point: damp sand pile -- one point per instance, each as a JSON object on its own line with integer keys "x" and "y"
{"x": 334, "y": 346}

--

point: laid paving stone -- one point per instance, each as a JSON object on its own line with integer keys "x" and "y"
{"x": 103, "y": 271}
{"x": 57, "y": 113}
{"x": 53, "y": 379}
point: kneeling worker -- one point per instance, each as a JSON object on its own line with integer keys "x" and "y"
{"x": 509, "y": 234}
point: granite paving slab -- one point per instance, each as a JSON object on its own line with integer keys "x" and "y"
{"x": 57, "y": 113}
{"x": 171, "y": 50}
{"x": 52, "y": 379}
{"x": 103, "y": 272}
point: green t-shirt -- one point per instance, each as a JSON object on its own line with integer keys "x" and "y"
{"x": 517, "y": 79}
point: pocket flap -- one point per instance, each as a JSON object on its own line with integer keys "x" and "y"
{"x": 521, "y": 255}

> _Task objective_
Gather every line of the items above that contains the string "paving", and copy each one out in full.

> _Response to the exercise_
point: laid paving stone -- one point per instance, each as a JSON object on its own line with integer keys "x" and "y"
point: granite paving slab -- one point per instance, each as a JSON object on its own line with integer keys "x" and "y"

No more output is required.